═════ Extracted text ═════

These nodes may communicate using a variety of protocols. They may communicate using
HTTP in either PUSH mode (where the VTN initiates communication) or in a PULL mode (the
VEN requests information from the VTN to begin a series of message exchanges). The
VTNs/VENs may also communicate over other transport mechanisms such as XML Messaging
and Presence Protocol (XMPP).
The profiles support end devices with varying degree of capabilities. The profile levels are 2.0a,
for simple devices, and 2.0b, for more sophisticated devices. An OpenADR 2.0c profile may be
specified in the future. Profile 2.0b VEN devices support a sub-profile referred to as Report Only.
Each profile has a defined set of optional and mandatory functionality. In general, this functionality is only optional for VEN, as VTN must support all functionality for a given profile in order to
maintain interoperability.
6.1
Node and Device Types
Following the notion from the OASIS Energy Interoperability 1.0 standard, OpenADR 2.0 uses
the definitions of Virtual Top Nodes (VTNs) and Virtual End Nodes (VENs). For any interaction
between actors using OpenADR 2.0 to communicate, one actor is designated the Virtual Top
Node and the remainder are the Virtual End Nodes. All communications are between a VTN and
one or more VEN’s. There is no peer-to-peer communication in OpenADR 2.0, i.e., VTNs do not
communicate directly with other VTNs and likewise VENs do not communicate directly with other
VENs.
Generally in an interaction, the VTN acts as the server, providing information to the VEN, which
themselves respond to the information. For instance, a VTN would be the entity to announce a
DR event; VENs hear about DR events and respond. The response may be to reduce power to
some devices. The response could also be to propagate the signal further downstream to other
VEN’s. In this case, the VEN would become the VTN for the new interaction (as depicted in Figure 3).
For the purpose of device development, the OpenADR Alliance always tests the interface between a VTN and a VEN, where either node can be the Device Under Test (DUT). Intelligence
build into the systems not related to the OpenADR 2.0 message exchange is not part of the
OpenADR Alliance testing program.

═════ Information supplied ═════

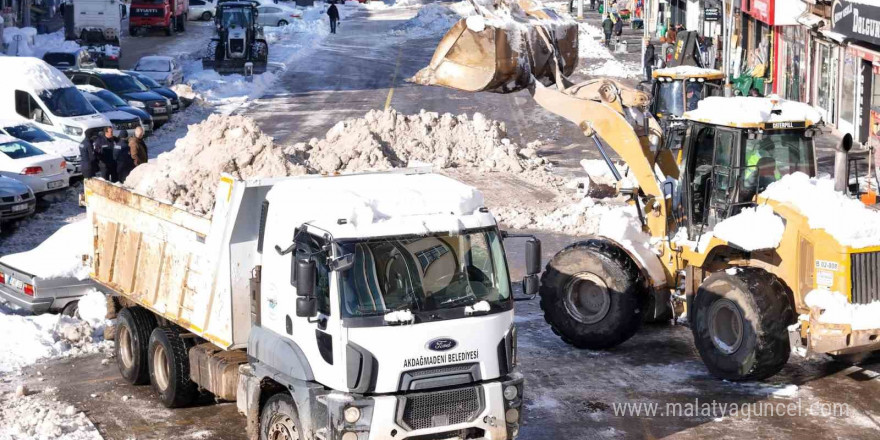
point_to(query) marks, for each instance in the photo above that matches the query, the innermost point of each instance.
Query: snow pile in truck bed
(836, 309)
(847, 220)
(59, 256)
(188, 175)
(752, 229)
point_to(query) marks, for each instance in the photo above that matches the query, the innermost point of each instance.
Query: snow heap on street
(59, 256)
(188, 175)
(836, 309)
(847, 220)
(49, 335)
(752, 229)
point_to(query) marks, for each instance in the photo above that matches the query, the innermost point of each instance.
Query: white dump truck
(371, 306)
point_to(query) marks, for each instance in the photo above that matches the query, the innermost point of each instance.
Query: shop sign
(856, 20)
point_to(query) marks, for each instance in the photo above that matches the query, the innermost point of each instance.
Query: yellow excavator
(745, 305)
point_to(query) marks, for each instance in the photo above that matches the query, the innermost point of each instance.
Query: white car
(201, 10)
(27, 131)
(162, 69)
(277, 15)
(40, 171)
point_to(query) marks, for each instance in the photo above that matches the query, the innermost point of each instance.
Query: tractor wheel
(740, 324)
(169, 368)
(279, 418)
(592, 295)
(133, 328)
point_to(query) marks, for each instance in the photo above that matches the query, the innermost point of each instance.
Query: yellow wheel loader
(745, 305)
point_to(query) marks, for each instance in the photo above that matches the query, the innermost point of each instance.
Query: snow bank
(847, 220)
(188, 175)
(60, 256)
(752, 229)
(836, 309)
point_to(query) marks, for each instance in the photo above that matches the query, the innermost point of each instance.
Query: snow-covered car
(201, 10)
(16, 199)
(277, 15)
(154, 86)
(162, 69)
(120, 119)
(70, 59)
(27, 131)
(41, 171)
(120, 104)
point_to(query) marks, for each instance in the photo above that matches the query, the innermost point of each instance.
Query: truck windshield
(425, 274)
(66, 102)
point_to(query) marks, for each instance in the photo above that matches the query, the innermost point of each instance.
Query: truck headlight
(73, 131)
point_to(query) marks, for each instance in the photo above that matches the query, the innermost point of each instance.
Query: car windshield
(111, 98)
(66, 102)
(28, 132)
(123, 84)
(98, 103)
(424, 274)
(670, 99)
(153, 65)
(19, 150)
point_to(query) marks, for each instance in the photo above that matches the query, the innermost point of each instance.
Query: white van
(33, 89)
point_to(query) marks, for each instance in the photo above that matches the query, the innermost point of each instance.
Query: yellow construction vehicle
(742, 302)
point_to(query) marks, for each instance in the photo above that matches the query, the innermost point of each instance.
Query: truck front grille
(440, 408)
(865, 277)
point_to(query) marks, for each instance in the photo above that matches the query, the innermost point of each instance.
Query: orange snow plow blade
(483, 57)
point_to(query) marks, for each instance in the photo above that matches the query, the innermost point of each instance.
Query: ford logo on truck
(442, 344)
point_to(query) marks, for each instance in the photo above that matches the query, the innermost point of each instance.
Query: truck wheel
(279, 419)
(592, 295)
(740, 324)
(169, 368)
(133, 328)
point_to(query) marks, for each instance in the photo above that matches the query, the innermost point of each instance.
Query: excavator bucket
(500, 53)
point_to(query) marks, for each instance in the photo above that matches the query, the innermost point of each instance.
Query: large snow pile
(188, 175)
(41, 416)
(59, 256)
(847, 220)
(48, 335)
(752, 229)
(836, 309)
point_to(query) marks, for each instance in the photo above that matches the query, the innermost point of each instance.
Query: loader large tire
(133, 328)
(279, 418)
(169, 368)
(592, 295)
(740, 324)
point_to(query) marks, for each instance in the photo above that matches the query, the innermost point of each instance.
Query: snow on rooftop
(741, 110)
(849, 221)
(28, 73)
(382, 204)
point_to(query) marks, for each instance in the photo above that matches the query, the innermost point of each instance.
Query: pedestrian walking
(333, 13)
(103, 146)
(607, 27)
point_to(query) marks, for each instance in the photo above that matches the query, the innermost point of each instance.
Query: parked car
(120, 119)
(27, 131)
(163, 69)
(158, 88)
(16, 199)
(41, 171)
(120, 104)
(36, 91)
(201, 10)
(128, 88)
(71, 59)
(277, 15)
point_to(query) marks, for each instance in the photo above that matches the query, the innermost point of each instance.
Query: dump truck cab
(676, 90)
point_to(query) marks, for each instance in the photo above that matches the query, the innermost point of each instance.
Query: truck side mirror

═════

In the OpenADR 2.0 text, which node starts the communication when HTTP is used in PUSH mode? The records are separate material and are not connected to the OpenADR 2.0 text.

[Result for this exercise] The VTN (Virtual Top Node).